───── Exercise data
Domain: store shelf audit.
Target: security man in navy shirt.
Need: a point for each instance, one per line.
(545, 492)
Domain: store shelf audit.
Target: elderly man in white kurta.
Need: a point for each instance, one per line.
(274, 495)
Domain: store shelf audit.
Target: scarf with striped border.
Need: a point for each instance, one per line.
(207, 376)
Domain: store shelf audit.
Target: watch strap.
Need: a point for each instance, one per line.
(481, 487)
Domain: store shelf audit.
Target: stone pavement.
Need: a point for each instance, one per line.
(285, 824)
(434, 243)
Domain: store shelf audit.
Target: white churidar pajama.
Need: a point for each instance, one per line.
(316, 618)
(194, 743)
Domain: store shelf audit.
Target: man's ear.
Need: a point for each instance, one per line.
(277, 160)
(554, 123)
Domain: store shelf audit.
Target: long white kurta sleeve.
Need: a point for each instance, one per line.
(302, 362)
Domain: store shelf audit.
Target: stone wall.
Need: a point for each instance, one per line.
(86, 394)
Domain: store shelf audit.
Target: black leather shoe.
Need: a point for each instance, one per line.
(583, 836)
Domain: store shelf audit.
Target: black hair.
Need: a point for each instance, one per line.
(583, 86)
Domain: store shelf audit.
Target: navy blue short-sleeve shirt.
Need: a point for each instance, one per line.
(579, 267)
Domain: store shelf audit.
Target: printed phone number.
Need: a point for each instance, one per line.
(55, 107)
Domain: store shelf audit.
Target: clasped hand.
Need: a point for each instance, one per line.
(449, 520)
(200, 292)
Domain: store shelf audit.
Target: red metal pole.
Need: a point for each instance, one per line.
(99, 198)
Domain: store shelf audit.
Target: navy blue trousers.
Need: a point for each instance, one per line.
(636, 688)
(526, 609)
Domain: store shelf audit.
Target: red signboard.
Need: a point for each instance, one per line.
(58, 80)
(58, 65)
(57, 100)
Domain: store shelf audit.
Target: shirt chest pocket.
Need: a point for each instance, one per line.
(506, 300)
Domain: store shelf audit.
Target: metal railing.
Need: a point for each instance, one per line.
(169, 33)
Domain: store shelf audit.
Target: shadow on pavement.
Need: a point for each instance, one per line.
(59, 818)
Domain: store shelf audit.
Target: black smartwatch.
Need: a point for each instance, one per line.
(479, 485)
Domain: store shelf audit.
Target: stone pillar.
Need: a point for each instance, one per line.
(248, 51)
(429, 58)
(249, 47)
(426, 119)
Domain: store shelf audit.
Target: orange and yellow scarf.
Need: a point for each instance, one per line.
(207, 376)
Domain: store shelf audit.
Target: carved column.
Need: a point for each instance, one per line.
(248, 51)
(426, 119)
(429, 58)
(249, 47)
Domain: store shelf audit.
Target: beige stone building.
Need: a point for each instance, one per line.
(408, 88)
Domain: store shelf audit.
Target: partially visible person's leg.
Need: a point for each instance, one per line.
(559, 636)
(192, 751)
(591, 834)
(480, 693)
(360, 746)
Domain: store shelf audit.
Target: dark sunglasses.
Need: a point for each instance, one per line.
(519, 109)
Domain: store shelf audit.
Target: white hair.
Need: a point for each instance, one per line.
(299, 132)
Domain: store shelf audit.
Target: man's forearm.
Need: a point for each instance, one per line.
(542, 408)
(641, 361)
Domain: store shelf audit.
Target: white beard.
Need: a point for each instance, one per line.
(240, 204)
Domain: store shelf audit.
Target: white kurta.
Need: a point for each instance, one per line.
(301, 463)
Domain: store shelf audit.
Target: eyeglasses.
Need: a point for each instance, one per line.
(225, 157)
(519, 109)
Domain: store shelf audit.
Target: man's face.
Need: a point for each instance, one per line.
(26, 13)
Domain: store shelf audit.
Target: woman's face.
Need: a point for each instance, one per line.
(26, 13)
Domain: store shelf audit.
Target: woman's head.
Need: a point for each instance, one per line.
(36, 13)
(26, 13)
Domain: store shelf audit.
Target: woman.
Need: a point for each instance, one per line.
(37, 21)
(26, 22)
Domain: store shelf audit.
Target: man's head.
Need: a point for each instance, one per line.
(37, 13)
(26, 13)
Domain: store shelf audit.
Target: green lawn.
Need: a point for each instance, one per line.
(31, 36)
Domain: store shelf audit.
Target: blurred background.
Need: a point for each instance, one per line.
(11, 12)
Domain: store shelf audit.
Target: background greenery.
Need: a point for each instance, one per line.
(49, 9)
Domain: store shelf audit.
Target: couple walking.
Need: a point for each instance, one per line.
──────────
Stated goal: Without leaving anything out, give the entries again exactly.

Full solution:
Domain: store shelf audit.
Target: security man in navy shirt.
Need: a point for each instance, one per line.
(545, 492)
Domain: store shelf audit.
Target: elderly man in white kurta.
Need: a point for each instance, one per line.
(274, 495)
Domain: store shelf audit.
Target: scarf with striped border.
Need: a point for each instance, one per line.
(207, 376)
Domain: store shelf audit.
Target: watch strap.
Need: a point for each instance, one per line.
(481, 487)
Domain: store shelf audit.
Target: stone pavement.
Need: a point for each instance, one per line.
(285, 824)
(434, 243)
Domain: store shelf audit.
Target: white churidar pajama.
Need: a point for each instance, one per line.
(316, 618)
(194, 743)
Domain: store shelf audit.
Target: man's ear.
Need: a point for each instance, one per line.
(277, 160)
(554, 123)
Domain: store shelf audit.
Target: long white kurta sleeve.
Need: a point for each instance, one per line.
(302, 362)
Domain: store shelf audit.
Target: stone wall.
Need: a point for each instance, one per line.
(86, 394)
Domain: store shelf audit.
Target: black leather shoe.
Need: a point for each instance, one per line.
(583, 836)
Domain: store shelf audit.
Target: black hair.
Need: a point for each instance, one per line.
(583, 86)
Domain: store shelf audit.
Target: navy blue short-sleeve shirt.
Need: a point for each instance, one per line.
(579, 267)
Domain: store shelf audit.
Target: printed phone number.
Need: a point for each instance, one per line.
(55, 107)
Domain: store shelf audit.
Target: clasped hand.
Need: a point for each instance, one per line.
(449, 520)
(200, 292)
Domain: store shelf audit.
Target: red metal pole.
Need: a point for each instance, one per line.
(99, 198)
Domain: store shelf audit.
Target: navy blue trousers.
Need: a point for each instance, one per line.
(636, 688)
(526, 609)
Domain: store shelf audit.
Target: red signboard.
Need: a point for each instance, one per line.
(58, 80)
(58, 65)
(57, 100)
Domain: store shelf audit.
Target: shirt chest pocket.
Need: a point for each instance, one per line.
(506, 300)
Domain: store shelf audit.
Target: metal railing.
Need: a point for each instance, one per line.
(169, 33)
Domain: store shelf audit.
Target: shadow on pavement.
Need: a point for each instance, one per line.
(59, 818)
Domain: store shelf audit.
Target: black smartwatch.
Need: a point for each instance, one per line.
(479, 485)
Domain: store shelf audit.
Target: stone pillar.
Need: a point for each instance, one per line.
(248, 51)
(429, 58)
(249, 47)
(426, 119)
Domain: store shelf audit.
Target: orange and yellow scarf.
Need: a point for each instance, one per line.
(207, 376)
Domain: store shelf audit.
Target: carved column.
Need: a point for each instance, one per line.
(248, 51)
(426, 119)
(429, 58)
(249, 47)
Domain: store shelf audit.
Target: beige stone building.
Need: a point for each instance, one per line.
(408, 88)
Domain: store shelf audit.
Target: partially visible person's leg.
Need: a point for each instance, one per line.
(559, 636)
(192, 751)
(591, 834)
(480, 693)
(360, 746)
Domain: store shelf audit.
Target: dark sunglasses.
Need: a point for each instance, one per line.
(519, 109)
Domain: store shelf audit.
Target: white hair.
Need: a point for each instance, one per line.
(299, 132)
Domain: store shelf audit.
Target: man's forearm.
Need: a point for each instance, one per line.
(542, 408)
(641, 361)
Domain: store shelf audit.
Target: white beard.
Need: a point for each instance, one per line.
(240, 204)
Domain: store shelf audit.
Target: white kurta.
Need: a point for each instance, one per line.
(301, 463)
Domain: store shelf audit.
Target: eyeglasses.
Need: a point for each instance, one per line.
(225, 157)
(519, 109)
Domain: store shelf audit.
Target: man's face.
Need: a point for each instance, one per line.
(26, 13)
Domain: store shelf audit.
Target: woman's face.
Need: a point for each instance, one per line.
(26, 13)
Domain: store shelf audit.
Target: woman's head.
Need: a point for each instance, one per line.
(36, 13)
(26, 13)
Domain: store shelf audit.
Target: woman.
Need: a point for each instance, one per line.
(37, 21)
(26, 22)
Domain: store shelf audit.
Target: man's head.
Need: a point for each instance, one per line.
(37, 13)
(26, 13)
Domain: store shelf audit.
Target: green lawn.
Need: a point for each instance, one per line.
(31, 36)
Domain: store shelf audit.
Target: blurred background.
Need: a point for each instance, one per line.
(11, 12)
Domain: store shelf audit.
Target: background greenery.
Need: a point for each instance, one per line.
(49, 9)
Domain: store shelf audit.
Target: couple walking.
Need: a point for each instance, one per line.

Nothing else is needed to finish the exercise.